====== Data extracts ======

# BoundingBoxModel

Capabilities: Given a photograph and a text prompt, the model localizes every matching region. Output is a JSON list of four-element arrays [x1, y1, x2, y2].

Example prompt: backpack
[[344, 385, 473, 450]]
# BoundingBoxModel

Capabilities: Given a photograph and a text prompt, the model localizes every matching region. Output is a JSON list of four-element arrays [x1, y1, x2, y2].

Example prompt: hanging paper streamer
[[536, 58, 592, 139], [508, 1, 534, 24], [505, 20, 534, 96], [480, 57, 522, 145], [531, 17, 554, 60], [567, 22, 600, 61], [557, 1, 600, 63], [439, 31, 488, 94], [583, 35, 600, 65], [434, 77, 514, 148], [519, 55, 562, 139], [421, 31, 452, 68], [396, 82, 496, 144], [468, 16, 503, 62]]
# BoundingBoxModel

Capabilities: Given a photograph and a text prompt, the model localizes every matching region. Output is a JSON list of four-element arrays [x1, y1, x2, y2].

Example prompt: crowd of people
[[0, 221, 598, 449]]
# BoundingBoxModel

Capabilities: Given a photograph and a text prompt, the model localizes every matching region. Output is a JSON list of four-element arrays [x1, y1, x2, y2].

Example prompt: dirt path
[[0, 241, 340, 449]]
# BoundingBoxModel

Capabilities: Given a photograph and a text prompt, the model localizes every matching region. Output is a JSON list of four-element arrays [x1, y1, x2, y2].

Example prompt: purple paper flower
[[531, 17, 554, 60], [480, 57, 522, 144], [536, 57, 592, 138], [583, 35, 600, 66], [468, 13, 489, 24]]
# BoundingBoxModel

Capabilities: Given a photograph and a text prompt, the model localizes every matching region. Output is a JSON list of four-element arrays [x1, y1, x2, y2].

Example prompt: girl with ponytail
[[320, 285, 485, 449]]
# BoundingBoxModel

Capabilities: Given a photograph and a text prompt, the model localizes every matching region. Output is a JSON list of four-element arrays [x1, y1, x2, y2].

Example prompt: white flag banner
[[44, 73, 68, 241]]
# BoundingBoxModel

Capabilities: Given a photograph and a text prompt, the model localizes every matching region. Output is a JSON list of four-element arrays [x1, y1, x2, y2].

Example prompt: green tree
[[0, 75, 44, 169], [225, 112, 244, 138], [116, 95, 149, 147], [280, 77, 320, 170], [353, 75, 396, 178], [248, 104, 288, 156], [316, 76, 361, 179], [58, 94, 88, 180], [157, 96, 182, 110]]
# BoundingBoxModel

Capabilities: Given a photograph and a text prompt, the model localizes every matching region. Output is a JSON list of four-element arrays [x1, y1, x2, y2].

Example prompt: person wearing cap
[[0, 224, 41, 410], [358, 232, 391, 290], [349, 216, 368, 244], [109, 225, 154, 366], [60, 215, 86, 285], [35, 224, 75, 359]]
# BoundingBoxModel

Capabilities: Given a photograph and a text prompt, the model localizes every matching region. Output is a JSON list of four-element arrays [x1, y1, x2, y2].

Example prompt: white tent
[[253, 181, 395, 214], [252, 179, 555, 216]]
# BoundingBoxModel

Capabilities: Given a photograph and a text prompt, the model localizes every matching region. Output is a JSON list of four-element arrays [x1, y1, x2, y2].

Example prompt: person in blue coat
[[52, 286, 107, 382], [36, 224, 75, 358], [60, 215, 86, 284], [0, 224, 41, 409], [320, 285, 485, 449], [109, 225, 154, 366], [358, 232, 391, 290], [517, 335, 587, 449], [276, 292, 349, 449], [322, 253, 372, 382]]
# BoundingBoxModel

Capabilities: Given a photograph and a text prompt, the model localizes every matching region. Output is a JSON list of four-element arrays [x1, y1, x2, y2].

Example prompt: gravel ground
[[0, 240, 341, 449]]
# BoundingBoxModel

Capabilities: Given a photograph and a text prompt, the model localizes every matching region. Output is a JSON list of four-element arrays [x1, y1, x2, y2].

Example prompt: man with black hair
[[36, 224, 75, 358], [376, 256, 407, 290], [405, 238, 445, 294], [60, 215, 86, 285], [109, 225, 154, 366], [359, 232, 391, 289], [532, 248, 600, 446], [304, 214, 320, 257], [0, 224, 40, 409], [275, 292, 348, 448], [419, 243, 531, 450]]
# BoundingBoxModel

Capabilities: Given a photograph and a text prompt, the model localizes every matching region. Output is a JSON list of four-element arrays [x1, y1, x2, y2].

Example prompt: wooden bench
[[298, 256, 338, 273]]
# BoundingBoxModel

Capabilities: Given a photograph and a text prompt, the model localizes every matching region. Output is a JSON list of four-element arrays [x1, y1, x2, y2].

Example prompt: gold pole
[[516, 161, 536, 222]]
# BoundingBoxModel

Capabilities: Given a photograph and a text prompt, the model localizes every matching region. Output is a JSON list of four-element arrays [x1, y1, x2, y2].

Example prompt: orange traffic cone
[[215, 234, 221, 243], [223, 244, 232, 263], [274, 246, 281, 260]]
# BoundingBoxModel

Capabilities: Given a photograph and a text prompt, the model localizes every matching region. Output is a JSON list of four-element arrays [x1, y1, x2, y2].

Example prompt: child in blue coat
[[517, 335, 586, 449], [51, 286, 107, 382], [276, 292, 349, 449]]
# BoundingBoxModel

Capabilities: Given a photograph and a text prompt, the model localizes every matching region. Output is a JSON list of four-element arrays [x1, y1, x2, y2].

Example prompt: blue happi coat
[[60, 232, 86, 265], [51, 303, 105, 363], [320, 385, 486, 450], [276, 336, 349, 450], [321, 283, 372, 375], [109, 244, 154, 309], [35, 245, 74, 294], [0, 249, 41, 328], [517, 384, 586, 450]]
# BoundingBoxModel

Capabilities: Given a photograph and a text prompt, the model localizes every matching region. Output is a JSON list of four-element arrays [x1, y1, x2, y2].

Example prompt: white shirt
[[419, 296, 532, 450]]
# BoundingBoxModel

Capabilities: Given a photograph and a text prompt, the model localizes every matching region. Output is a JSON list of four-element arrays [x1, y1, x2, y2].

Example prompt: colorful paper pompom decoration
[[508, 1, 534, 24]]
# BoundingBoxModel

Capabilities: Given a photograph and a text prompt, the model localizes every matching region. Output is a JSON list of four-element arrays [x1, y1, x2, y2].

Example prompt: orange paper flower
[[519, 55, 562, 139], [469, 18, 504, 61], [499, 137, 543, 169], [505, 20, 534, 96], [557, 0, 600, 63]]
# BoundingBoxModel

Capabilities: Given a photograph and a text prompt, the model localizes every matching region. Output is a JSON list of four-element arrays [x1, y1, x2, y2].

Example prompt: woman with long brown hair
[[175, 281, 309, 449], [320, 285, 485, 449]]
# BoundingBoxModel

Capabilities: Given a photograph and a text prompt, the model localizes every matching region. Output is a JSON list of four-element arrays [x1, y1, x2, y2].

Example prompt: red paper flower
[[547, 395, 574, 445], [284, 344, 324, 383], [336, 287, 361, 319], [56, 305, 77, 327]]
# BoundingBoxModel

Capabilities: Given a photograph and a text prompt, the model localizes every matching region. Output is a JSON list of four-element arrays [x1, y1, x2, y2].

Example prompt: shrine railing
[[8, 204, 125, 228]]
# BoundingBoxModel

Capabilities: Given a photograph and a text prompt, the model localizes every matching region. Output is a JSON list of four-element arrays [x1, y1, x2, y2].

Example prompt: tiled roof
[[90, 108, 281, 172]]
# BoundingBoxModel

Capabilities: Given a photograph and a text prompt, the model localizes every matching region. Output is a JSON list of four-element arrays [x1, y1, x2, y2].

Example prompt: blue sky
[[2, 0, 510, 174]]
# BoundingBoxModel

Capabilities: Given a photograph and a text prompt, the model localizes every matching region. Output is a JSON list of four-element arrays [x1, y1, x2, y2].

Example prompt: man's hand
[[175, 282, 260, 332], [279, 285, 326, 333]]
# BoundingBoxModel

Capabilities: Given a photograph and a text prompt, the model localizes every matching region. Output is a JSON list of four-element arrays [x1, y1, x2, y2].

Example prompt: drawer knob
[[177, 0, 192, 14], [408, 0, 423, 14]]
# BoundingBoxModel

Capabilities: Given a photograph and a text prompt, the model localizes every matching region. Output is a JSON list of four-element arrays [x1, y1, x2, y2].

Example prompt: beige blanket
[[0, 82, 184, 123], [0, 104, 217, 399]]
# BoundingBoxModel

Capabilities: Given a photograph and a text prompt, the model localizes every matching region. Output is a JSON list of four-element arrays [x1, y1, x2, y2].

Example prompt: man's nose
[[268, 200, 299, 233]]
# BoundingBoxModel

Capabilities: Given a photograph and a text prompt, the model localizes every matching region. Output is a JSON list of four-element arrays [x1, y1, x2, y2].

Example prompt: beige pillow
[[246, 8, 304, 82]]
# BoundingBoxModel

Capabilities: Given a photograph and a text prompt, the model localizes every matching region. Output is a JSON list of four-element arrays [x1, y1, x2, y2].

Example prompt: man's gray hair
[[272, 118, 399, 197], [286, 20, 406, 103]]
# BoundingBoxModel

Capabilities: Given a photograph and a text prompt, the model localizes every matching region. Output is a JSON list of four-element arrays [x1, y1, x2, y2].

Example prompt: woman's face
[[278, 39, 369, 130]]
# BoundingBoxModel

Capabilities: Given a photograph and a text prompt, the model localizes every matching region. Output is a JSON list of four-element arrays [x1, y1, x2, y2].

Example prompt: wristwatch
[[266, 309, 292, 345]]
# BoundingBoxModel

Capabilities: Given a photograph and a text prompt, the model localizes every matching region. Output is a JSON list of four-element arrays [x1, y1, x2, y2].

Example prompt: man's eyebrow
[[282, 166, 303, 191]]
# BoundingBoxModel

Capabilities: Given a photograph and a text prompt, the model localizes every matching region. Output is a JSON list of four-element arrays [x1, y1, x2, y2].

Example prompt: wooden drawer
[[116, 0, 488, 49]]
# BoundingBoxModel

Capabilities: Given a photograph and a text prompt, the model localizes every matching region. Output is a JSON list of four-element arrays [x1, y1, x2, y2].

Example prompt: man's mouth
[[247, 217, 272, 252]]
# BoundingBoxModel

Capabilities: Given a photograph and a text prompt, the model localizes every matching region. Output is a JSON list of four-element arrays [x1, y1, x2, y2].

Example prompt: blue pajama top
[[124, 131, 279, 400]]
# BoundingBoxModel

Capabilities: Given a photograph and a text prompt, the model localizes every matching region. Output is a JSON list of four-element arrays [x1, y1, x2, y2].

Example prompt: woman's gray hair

======

> Instructions for the task: Transcribe only the trailing portion of the entries above: the line that contains "Example prompt: man's eyebrow" and each line after it.

> Result of the exercise:
Example prompt: man's eyebrow
[[282, 166, 303, 191]]
# BoundingBoxModel

Capabilities: Given a photograph and a text prompt, the model localizes every matching region. Output is a JSON list of four-element arrays [x1, y1, x2, y2].

Example prompt: wooden drawer
[[116, 0, 488, 49]]
# BoundingBoxModel

Capabilities: Given a photograph and a text prompt, the model localizes every matching region. Output is a JSON list of four-element arrays [x1, y1, x2, y2].

Example prompt: man's mouth
[[247, 217, 272, 252]]
# BoundingBoxModel

Capabilities: Given a photograph and a text prompt, the model localizes every matching region. Output is a JSON list of four-element arrays [x1, y1, x2, y2].

Example prompt: blue pajama top
[[124, 131, 279, 400]]
# BoundingBoxModel

Capabilities: Given a photograph and a text prompt, the model localizes every matching region. Output is a JSON list of four-element arrays [x1, y1, x2, y2].

Example prompt: woman's gray hair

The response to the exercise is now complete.